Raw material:
────────────────────
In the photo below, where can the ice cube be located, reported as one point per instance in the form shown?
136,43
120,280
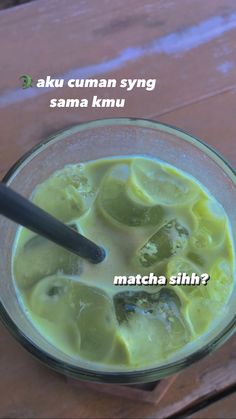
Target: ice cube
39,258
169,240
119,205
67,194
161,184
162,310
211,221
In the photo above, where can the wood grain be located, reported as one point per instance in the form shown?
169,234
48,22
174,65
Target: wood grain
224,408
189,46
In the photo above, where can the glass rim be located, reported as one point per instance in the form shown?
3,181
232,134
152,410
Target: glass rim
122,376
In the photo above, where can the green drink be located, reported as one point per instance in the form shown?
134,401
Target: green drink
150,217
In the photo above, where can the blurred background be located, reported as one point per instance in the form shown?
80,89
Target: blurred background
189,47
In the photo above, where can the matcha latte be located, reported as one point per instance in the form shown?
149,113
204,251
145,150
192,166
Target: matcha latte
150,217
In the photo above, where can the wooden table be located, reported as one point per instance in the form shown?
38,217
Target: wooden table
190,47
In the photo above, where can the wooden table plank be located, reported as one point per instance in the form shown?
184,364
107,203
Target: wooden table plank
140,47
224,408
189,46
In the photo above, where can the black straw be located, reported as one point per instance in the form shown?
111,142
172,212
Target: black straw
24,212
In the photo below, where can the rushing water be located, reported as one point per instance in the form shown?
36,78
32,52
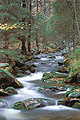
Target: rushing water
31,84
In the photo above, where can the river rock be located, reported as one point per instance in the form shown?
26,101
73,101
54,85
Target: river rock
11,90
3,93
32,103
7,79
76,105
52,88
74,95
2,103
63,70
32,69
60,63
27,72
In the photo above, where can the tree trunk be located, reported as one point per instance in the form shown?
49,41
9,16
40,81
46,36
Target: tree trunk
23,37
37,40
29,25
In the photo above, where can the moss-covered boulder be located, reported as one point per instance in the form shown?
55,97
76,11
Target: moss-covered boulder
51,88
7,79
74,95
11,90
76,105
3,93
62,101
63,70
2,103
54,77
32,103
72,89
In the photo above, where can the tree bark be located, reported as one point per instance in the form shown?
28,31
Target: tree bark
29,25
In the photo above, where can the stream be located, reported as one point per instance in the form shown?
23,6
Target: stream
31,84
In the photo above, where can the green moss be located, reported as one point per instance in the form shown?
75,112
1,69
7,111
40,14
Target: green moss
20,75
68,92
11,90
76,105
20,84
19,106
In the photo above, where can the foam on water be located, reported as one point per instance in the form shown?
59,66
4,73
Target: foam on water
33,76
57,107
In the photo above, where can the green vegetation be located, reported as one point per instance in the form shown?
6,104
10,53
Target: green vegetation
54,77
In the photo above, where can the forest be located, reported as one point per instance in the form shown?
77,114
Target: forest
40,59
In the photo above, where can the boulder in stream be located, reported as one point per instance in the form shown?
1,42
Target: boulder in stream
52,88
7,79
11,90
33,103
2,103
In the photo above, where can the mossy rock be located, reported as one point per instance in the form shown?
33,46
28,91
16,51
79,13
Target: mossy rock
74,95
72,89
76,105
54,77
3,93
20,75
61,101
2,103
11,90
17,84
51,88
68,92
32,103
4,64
────────────────────
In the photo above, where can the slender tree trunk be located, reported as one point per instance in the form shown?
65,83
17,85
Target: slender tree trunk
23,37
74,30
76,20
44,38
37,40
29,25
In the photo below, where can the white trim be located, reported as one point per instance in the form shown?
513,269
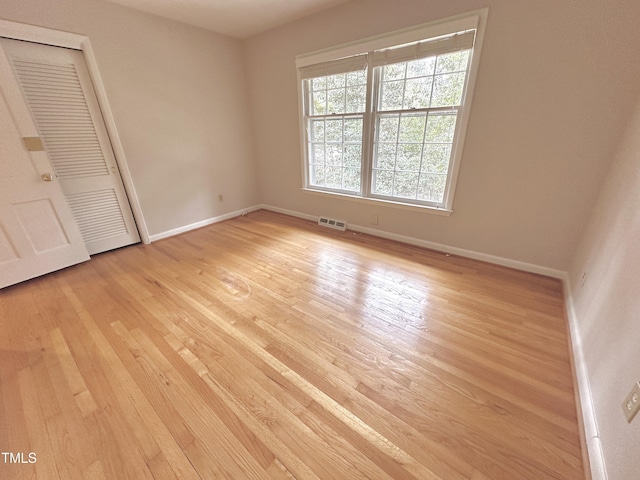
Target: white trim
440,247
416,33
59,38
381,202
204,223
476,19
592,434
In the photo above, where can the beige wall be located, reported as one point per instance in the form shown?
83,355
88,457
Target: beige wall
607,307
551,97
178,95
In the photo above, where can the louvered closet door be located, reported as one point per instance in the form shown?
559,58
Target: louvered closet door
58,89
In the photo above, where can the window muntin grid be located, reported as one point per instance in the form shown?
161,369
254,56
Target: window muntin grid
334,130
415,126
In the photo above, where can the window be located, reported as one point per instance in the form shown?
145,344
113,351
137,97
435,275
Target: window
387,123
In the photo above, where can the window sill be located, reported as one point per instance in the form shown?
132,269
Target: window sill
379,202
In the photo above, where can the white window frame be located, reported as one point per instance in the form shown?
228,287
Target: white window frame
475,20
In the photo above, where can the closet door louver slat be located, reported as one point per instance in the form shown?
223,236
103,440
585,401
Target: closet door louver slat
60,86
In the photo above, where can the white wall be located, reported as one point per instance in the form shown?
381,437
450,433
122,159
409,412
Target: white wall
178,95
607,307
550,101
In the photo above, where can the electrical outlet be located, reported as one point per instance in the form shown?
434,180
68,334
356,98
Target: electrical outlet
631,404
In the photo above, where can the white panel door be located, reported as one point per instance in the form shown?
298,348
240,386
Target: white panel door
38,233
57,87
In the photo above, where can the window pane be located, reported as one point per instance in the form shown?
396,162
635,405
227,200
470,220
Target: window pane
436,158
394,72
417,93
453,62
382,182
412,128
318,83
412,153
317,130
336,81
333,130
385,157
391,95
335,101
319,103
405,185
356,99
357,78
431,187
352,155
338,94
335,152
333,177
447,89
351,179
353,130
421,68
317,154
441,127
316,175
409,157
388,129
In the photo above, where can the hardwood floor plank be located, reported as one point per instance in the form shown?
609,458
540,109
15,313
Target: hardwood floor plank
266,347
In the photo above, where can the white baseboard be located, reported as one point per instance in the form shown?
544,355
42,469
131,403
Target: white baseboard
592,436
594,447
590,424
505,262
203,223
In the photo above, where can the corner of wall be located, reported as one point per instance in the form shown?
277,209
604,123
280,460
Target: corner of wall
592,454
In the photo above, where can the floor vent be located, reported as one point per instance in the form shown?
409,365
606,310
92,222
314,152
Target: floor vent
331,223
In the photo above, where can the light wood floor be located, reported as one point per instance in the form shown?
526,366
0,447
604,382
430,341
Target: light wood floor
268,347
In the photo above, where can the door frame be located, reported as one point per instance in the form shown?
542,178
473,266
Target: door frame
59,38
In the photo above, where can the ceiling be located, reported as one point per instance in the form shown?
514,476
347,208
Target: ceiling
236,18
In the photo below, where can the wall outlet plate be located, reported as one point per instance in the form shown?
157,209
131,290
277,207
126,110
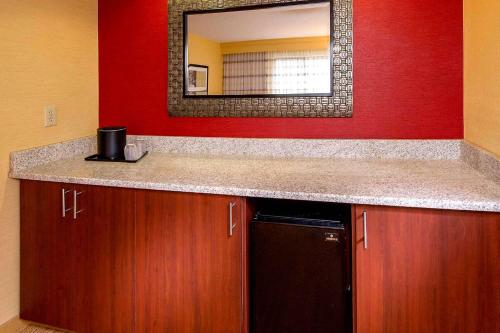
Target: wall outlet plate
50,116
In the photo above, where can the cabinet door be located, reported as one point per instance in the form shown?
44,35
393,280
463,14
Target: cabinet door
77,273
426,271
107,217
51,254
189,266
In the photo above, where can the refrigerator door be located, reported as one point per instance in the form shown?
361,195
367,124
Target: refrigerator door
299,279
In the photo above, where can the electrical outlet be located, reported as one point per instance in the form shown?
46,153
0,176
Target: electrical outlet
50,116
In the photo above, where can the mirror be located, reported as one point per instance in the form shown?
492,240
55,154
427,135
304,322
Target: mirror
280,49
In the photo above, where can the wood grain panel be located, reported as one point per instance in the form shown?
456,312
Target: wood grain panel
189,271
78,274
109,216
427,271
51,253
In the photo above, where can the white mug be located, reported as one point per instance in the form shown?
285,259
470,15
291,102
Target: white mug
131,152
────────────────────
WRITTEN PROBLEM: From the material above, extract every line that contains the string "door". Copy those lines unchanged, in their original order.

FINAL RESULT:
In the photo above, where can the louvered closet door be located, reported as one point per instance in the form shown?
Target: louvered closet door
In the photo above, where can the closet door louver slat be located, reported as one point per instance in the form shown?
Target: closet door louver slat
In the photo above, where can the white panel door be located, reported as one point per instance in the form shown?
Target: white panel door
In the photo above, where can the door frame be located, reported as one point per instance in the form shown?
Target: door frame
In the photo above, where can the cabinet door be located, reported as one point per instance in the form shown?
Target: cabinet door
In the photo above, where can the refrigerator door be located, reported as one point per instance in the form shown?
Target: refrigerator door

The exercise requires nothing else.